(WORK REQUEST): Take the line with "113L203 115L202 111L188" and every line after it in the data. Transcribe them exactly, through the last.

Stored records:
------------

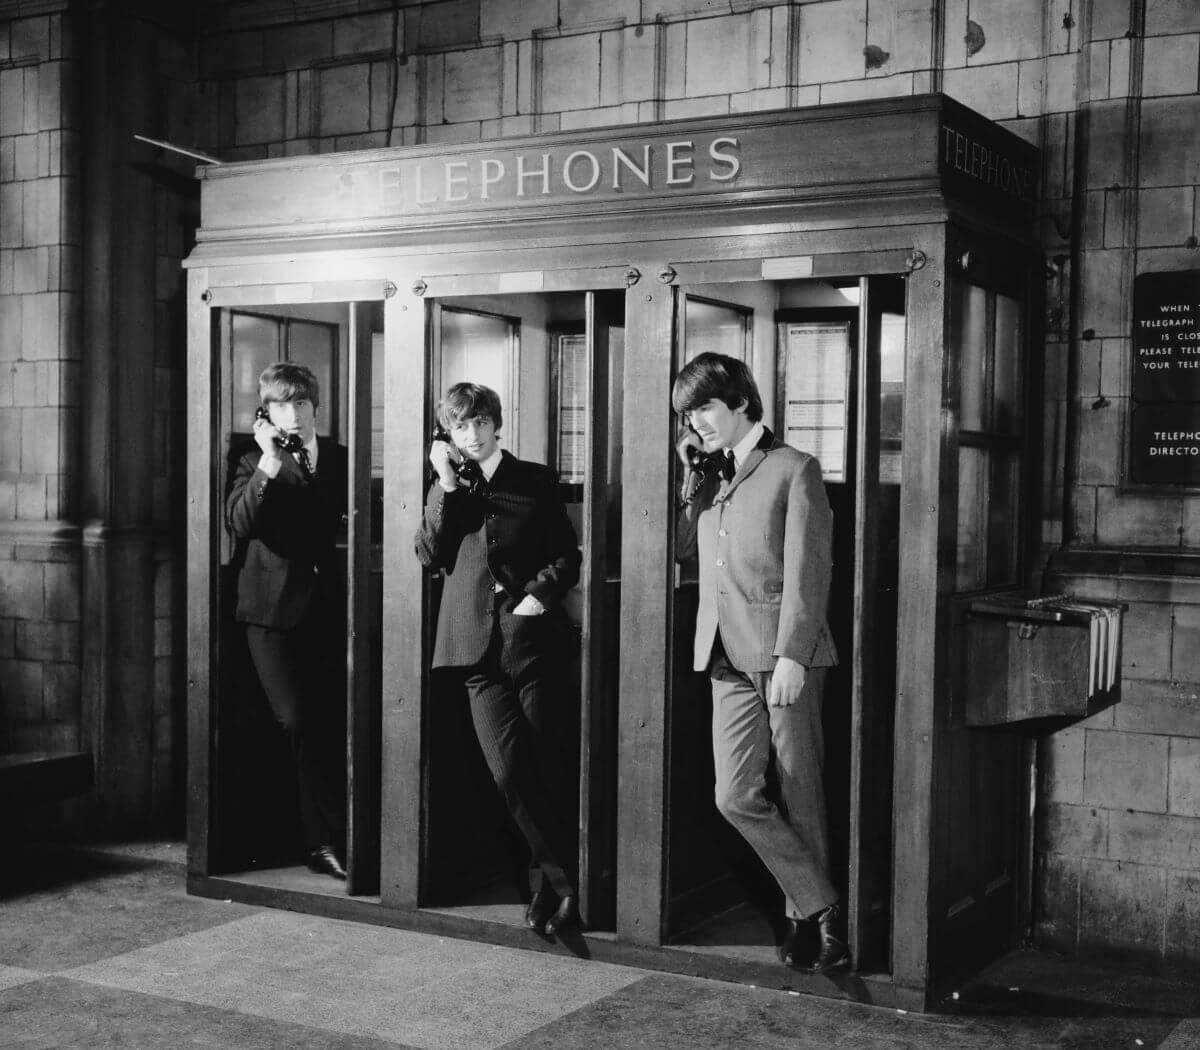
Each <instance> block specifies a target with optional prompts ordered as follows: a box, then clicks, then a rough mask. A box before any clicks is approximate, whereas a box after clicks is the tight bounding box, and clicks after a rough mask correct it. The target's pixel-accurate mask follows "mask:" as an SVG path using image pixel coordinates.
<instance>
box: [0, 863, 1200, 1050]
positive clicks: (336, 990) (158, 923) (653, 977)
mask: <svg viewBox="0 0 1200 1050" xmlns="http://www.w3.org/2000/svg"><path fill="white" fill-rule="evenodd" d="M19 860H20V863H19V864H17V865H10V868H8V871H10V872H13V871H16V872H18V877H17V878H16V880H13V878H12V877H10V880H8V883H7V884H6V886H4V887H0V1046H2V1048H10V1046H11V1048H22V1050H50V1048H79V1050H85V1048H86V1050H92V1048H109V1046H112V1048H122V1050H124V1048H134V1050H136V1048H193V1046H199V1048H209V1046H211V1048H222V1050H240V1048H304V1050H308V1048H312V1050H316V1048H322V1050H324V1048H397V1046H398V1048H469V1050H493V1048H506V1050H509V1048H511V1050H533V1048H545V1050H563V1048H581V1050H590V1048H595V1050H601V1048H602V1050H624V1048H630V1050H632V1048H640V1050H642V1048H647V1050H653V1048H662V1050H694V1048H697V1050H702V1048H733V1046H737V1048H748V1050H775V1048H779V1050H784V1048H790V1050H809V1048H812V1050H816V1048H839V1050H866V1048H872V1050H881V1048H886V1050H902V1048H911V1050H924V1048H932V1050H943V1048H944V1050H949V1048H1022V1050H1024V1048H1079V1050H1108V1048H1114V1050H1115V1048H1130V1050H1135V1048H1139V1046H1140V1048H1164V1050H1190V1048H1200V1020H1198V1015H1200V986H1198V983H1196V980H1195V979H1194V977H1193V978H1190V979H1188V978H1178V979H1175V980H1170V979H1164V978H1147V977H1134V976H1128V974H1120V973H1114V972H1111V971H1106V970H1102V968H1097V967H1088V966H1082V965H1078V964H1073V965H1064V964H1063V962H1062V961H1060V960H1054V959H1048V958H1045V956H1040V955H1036V954H1032V953H1031V954H1026V955H1018V956H1013V958H1010V959H1009V960H1007V961H1006V962H1004V964H1003V965H1001V966H997V967H995V968H994V970H992V971H990V972H989V973H988V974H985V977H984V978H983V979H980V980H979V982H977V983H974V984H973V985H970V986H967V988H965V989H962V991H961V992H960V996H959V998H958V1000H948V1001H947V1003H946V1009H944V1010H943V1012H942V1013H940V1014H929V1015H916V1014H902V1013H899V1012H896V1010H884V1009H878V1008H872V1007H866V1006H859V1004H854V1003H847V1002H838V1001H830V1000H820V998H811V997H806V996H798V995H794V994H787V992H779V991H769V990H764V989H754V988H748V986H743V985H736V984H722V983H719V982H708V980H701V979H695V978H686V977H676V976H670V974H660V973H653V972H648V971H642V970H636V968H630V967H624V966H614V965H610V964H604V962H594V961H584V960H580V959H570V958H564V956H562V955H556V954H547V953H544V952H523V950H520V949H514V948H503V947H494V946H491V944H479V943H473V942H469V941H460V940H451V938H442V937H437V936H431V935H427V934H418V932H410V931H404V930H392V929H388V928H383V926H371V925H362V924H355V923H346V922H338V920H335V919H325V918H317V917H312V916H302V914H295V913H292V912H284V911H276V910H268V908H257V907H250V906H244V905H238V904H228V902H222V901H218V900H206V899H200V898H193V896H187V895H186V893H185V889H184V871H182V847H181V846H178V845H172V844H166V845H160V846H152V847H113V848H107V850H103V851H77V850H64V848H52V847H40V848H38V847H28V848H25V850H24V851H23V852H22V854H20V857H19Z"/></svg>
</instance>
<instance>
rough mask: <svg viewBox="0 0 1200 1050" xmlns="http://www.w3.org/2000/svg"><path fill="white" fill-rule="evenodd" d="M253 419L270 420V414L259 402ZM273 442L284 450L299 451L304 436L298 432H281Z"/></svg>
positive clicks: (303, 446) (299, 450)
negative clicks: (293, 432) (276, 444)
mask: <svg viewBox="0 0 1200 1050" xmlns="http://www.w3.org/2000/svg"><path fill="white" fill-rule="evenodd" d="M254 419H265V420H266V421H268V422H270V421H271V414H270V413H269V412H268V410H266V408H265V406H262V404H260V406H258V408H256V409H254ZM275 444H277V445H278V446H280V448H281V449H283V451H284V452H299V451H300V450H301V449H302V448H304V438H301V437H300V434H283V436H282V437H277V438H275Z"/></svg>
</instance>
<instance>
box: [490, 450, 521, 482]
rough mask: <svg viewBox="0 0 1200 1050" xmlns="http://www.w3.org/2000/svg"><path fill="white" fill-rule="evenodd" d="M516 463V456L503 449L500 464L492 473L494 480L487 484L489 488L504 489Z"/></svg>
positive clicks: (499, 462) (492, 475)
mask: <svg viewBox="0 0 1200 1050" xmlns="http://www.w3.org/2000/svg"><path fill="white" fill-rule="evenodd" d="M515 462H516V456H514V455H512V452H510V451H509V450H508V449H502V450H500V462H499V463H497V464H496V470H494V472H493V473H492V480H491V481H488V482H487V486H488V488H499V487H503V486H504V482H505V481H508V480H509V474H510V473H511V472H512V463H515Z"/></svg>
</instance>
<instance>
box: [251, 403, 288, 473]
mask: <svg viewBox="0 0 1200 1050" xmlns="http://www.w3.org/2000/svg"><path fill="white" fill-rule="evenodd" d="M253 434H254V444H256V445H258V448H259V449H260V450H262V452H263V455H262V458H260V460H259V461H258V464H259V467H270V466H271V464H272V463H282V462H283V457H282V456H281V455H280V442H281V439H282V437H283V434H282V433H281V432H280V428H278V427H277V426H275V424H272V422H271V421H270V419H268V418H266V416H265V415H258V416H256V418H254V427H253ZM268 473H269V472H268Z"/></svg>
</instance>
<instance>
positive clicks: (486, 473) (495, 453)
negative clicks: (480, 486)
mask: <svg viewBox="0 0 1200 1050" xmlns="http://www.w3.org/2000/svg"><path fill="white" fill-rule="evenodd" d="M502 458H504V451H503V450H502V449H497V450H496V451H494V452H492V455H491V456H488V457H487V458H486V460H480V461H479V469H480V470H482V472H484V478H485V479H486V480H488V481H491V480H492V475H493V474H494V473H496V468H497V467H499V466H500V460H502Z"/></svg>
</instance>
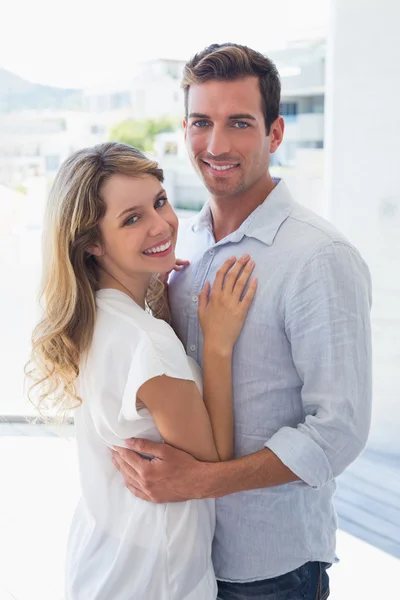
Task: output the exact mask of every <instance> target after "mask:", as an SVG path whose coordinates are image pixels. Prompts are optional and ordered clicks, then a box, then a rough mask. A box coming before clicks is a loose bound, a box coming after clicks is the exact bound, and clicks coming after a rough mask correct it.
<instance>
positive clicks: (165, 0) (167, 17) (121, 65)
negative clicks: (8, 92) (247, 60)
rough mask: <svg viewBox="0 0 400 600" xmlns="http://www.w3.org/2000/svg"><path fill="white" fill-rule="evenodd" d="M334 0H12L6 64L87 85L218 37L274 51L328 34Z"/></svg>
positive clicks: (59, 83) (39, 80)
mask: <svg viewBox="0 0 400 600" xmlns="http://www.w3.org/2000/svg"><path fill="white" fill-rule="evenodd" d="M330 1H334V0H232V1H231V2H223V0H220V1H219V2H218V0H212V1H211V0H203V1H201V0H197V2H196V3H195V2H193V1H192V0H111V2H105V3H104V4H103V3H101V0H97V1H95V0H68V1H67V2H66V1H65V0H12V1H10V2H8V3H7V4H8V5H7V9H6V10H4V12H3V14H2V19H1V24H0V67H3V68H5V69H8V70H10V71H12V72H14V73H16V74H18V75H20V76H22V77H24V78H26V79H28V80H30V81H34V82H36V83H43V84H49V85H57V86H60V87H85V86H90V85H94V84H96V83H101V82H106V81H112V80H113V79H115V78H120V77H126V74H127V73H129V71H130V70H131V69H132V66H133V65H134V64H135V63H137V62H142V61H144V60H149V59H152V58H178V59H184V60H186V59H188V58H189V57H190V56H192V55H193V54H194V53H195V52H197V51H199V50H201V49H202V48H203V47H204V46H207V45H209V44H211V43H213V42H219V43H221V42H226V41H230V42H237V43H241V44H246V45H249V46H251V47H253V48H255V49H256V50H260V51H261V52H268V50H271V49H275V48H278V47H282V46H285V45H286V44H287V43H288V42H290V41H291V40H298V39H305V38H311V37H319V36H321V35H324V34H325V33H326V31H327V23H328V17H329V3H330ZM100 4H103V6H100Z"/></svg>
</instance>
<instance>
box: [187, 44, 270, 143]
mask: <svg viewBox="0 0 400 600" xmlns="http://www.w3.org/2000/svg"><path fill="white" fill-rule="evenodd" d="M245 77H257V78H258V81H259V85H260V93H261V103H262V110H263V113H264V121H265V128H266V132H267V135H268V134H269V131H270V128H271V125H272V123H273V122H274V121H275V120H276V119H277V118H278V117H279V110H280V98H281V82H280V78H279V73H278V70H277V68H276V66H275V64H274V63H273V62H272V60H270V59H269V58H267V57H266V56H264V55H263V54H261V53H260V52H257V51H256V50H252V48H249V47H248V46H242V45H241V44H231V43H226V44H212V45H211V46H208V47H207V48H204V50H202V51H201V52H198V53H197V54H195V55H194V56H193V58H192V59H190V60H189V61H188V62H187V63H186V65H185V67H184V70H183V78H182V88H183V91H184V97H185V116H186V118H187V117H188V101H189V88H190V86H191V85H194V84H197V83H205V82H206V81H212V80H215V81H234V80H236V79H242V78H245Z"/></svg>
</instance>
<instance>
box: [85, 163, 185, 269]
mask: <svg viewBox="0 0 400 600" xmlns="http://www.w3.org/2000/svg"><path fill="white" fill-rule="evenodd" d="M101 193H102V197H103V200H104V202H105V205H106V212H105V215H104V217H103V218H102V220H101V222H100V232H101V241H100V242H99V244H97V245H96V247H95V249H94V250H95V251H93V252H92V254H94V255H95V256H96V257H97V260H98V262H99V264H100V266H103V268H105V270H106V271H108V272H109V273H110V274H111V275H113V276H114V277H117V279H118V278H119V279H120V278H121V277H123V278H124V279H125V278H126V277H128V278H129V277H132V278H137V277H138V276H139V277H140V276H141V275H146V276H149V275H151V274H153V273H164V272H167V271H170V270H171V269H172V268H173V266H174V264H175V244H176V237H177V229H178V218H177V216H176V214H175V213H174V211H173V209H172V207H171V205H170V204H169V202H168V199H167V195H166V193H165V190H164V188H163V187H162V185H161V183H160V182H159V181H158V179H156V178H155V177H153V176H152V175H144V176H142V177H138V178H133V177H129V176H127V175H120V174H117V175H112V176H111V177H110V179H108V180H107V181H106V183H105V184H104V185H103V187H102V190H101Z"/></svg>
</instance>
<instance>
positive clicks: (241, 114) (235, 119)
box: [228, 113, 256, 121]
mask: <svg viewBox="0 0 400 600" xmlns="http://www.w3.org/2000/svg"><path fill="white" fill-rule="evenodd" d="M228 118H229V119H232V120H237V119H249V120H251V121H256V118H255V117H253V115H250V114H249V113H236V114H234V115H229V117H228Z"/></svg>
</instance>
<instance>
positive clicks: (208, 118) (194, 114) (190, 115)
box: [188, 113, 211, 119]
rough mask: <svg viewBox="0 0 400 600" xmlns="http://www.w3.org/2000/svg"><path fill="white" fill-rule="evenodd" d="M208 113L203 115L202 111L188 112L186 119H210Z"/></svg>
mask: <svg viewBox="0 0 400 600" xmlns="http://www.w3.org/2000/svg"><path fill="white" fill-rule="evenodd" d="M210 118H211V117H210V116H209V115H204V114H203V113H190V115H189V117H188V119H210Z"/></svg>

------------

(EXERCISE RESPONSE):
rough mask: <svg viewBox="0 0 400 600" xmlns="http://www.w3.org/2000/svg"><path fill="white" fill-rule="evenodd" d="M208 113L203 115L202 111L188 112L186 119H210Z"/></svg>
mask: <svg viewBox="0 0 400 600" xmlns="http://www.w3.org/2000/svg"><path fill="white" fill-rule="evenodd" d="M210 118H211V117H210V116H209V115H204V114H203V113H190V115H189V117H188V119H210Z"/></svg>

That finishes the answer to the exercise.